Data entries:
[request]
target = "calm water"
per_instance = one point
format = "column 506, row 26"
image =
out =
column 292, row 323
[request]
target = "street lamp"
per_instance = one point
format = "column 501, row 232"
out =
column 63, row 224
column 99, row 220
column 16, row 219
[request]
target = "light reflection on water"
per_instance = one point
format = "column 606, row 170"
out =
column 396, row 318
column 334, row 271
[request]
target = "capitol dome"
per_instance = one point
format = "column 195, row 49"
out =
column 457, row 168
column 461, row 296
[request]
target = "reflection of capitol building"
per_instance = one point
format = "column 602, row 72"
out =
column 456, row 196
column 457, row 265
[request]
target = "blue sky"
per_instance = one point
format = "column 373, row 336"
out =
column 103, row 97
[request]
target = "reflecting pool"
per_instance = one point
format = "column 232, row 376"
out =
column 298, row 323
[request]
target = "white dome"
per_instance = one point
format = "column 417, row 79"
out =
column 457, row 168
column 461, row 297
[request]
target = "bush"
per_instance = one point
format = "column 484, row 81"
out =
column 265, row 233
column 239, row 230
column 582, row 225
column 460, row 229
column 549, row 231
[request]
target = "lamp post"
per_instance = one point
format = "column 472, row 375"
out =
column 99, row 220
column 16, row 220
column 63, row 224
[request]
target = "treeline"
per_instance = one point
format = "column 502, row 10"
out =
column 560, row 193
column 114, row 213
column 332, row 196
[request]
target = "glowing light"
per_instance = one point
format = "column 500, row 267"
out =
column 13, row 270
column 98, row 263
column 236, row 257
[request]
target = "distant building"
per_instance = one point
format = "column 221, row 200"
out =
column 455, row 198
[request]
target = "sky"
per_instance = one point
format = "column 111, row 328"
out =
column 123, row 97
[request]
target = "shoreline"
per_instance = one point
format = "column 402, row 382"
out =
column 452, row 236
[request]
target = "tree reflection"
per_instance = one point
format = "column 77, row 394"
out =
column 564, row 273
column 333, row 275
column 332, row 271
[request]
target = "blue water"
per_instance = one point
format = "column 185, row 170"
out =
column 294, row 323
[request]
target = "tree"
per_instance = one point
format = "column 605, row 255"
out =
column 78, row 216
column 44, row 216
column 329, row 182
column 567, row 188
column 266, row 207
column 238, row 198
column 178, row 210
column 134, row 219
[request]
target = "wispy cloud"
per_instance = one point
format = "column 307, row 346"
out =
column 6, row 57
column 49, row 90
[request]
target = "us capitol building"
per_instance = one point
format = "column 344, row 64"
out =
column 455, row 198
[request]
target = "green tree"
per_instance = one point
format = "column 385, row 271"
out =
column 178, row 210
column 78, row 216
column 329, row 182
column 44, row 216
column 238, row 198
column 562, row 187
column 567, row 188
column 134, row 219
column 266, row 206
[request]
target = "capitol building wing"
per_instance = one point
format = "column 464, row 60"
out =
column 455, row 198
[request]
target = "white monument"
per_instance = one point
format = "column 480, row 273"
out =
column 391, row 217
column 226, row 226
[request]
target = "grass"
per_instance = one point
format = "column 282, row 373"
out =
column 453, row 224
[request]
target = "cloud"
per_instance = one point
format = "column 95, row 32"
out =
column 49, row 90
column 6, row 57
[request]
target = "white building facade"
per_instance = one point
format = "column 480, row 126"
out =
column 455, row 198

JOB:
Can you reproduce all the material above, substituting "label" for every "target" and leaving everything else unchanged?

ANSWER TO THIS EXERCISE:
[request]
label = "calm water"
per_instance = one point
format = "column 506, row 26"
image =
out =
column 292, row 323
[request]
label = "street lamp"
per_instance = one point
format = "column 501, row 232"
out =
column 63, row 224
column 99, row 220
column 16, row 219
[request]
label = "light reflection on water"
per_instance = one point
format = "column 606, row 170"
out =
column 396, row 318
column 334, row 271
[request]
label = "capitol dome"
per_instance = one point
format = "column 195, row 49"
out =
column 457, row 168
column 461, row 296
[request]
label = "reflection of capitol building"
per_instance = one point
format = "column 602, row 72"
out =
column 456, row 196
column 457, row 265
[request]
label = "blue sky"
per_instance = one point
format = "column 373, row 336"
out =
column 103, row 97
[request]
label = "reflecting pool"
per_instance = one point
format = "column 232, row 376"
out =
column 298, row 323
[request]
label = "white dome"
per_instance = one point
format = "column 417, row 79"
out =
column 457, row 168
column 461, row 297
[request]
label = "bush"
per_instance = one point
format = "column 484, row 81"
out =
column 265, row 233
column 239, row 230
column 582, row 225
column 460, row 229
column 549, row 231
[request]
label = "lamp post"
per_instance = one point
format = "column 472, row 375"
out =
column 99, row 220
column 16, row 220
column 63, row 224
[request]
label = "treeline"
per_instance = one point
format = "column 502, row 10"
out =
column 560, row 193
column 114, row 213
column 332, row 196
[request]
label = "glowing light"
per_instance = one point
format = "column 500, row 267"
out =
column 13, row 270
column 98, row 263
column 236, row 257
[request]
label = "distant building"
per_instance = one point
format = "column 221, row 200"
out =
column 455, row 198
[request]
label = "sky"
per_instance = one point
format = "column 111, row 328"
out =
column 123, row 97
[request]
label = "shoreline"
per_instance = one point
format = "column 402, row 382"
out =
column 452, row 236
[request]
label = "tree reflection"
per_instance = one point
format = "column 77, row 394"
out =
column 564, row 273
column 333, row 275
column 332, row 271
[request]
label = "blue water"
per_instance = one point
format = "column 185, row 170"
out =
column 294, row 323
[request]
label = "tree"
per_instance = one point
format = "column 605, row 255"
out =
column 78, row 216
column 44, row 216
column 329, row 182
column 567, row 188
column 266, row 207
column 238, row 198
column 178, row 210
column 134, row 219
[request]
label = "wispy cloud"
per_instance = one point
format = "column 307, row 346"
out =
column 6, row 57
column 49, row 90
[request]
label = "us capitol building"
per_instance = one point
format = "column 344, row 64"
out =
column 455, row 198
[request]
label = "green tree"
per_instance = one point
format = "column 385, row 271"
out =
column 178, row 210
column 78, row 216
column 329, row 182
column 44, row 216
column 238, row 198
column 562, row 187
column 567, row 188
column 134, row 219
column 266, row 206
[request]
label = "capitol building wing"
per_instance = one point
format = "column 464, row 60"
out =
column 455, row 198
[request]
label = "white monument"
per_instance = one point
format = "column 480, row 273"
out =
column 391, row 217
column 226, row 226
[request]
label = "grass"
per_instance = one point
format = "column 282, row 373"
out =
column 453, row 224
[request]
label = "cloud"
per_instance = one point
format = "column 95, row 32"
out =
column 49, row 90
column 6, row 57
[request]
label = "white building facade"
per_instance = one point
format = "column 480, row 126"
out =
column 455, row 198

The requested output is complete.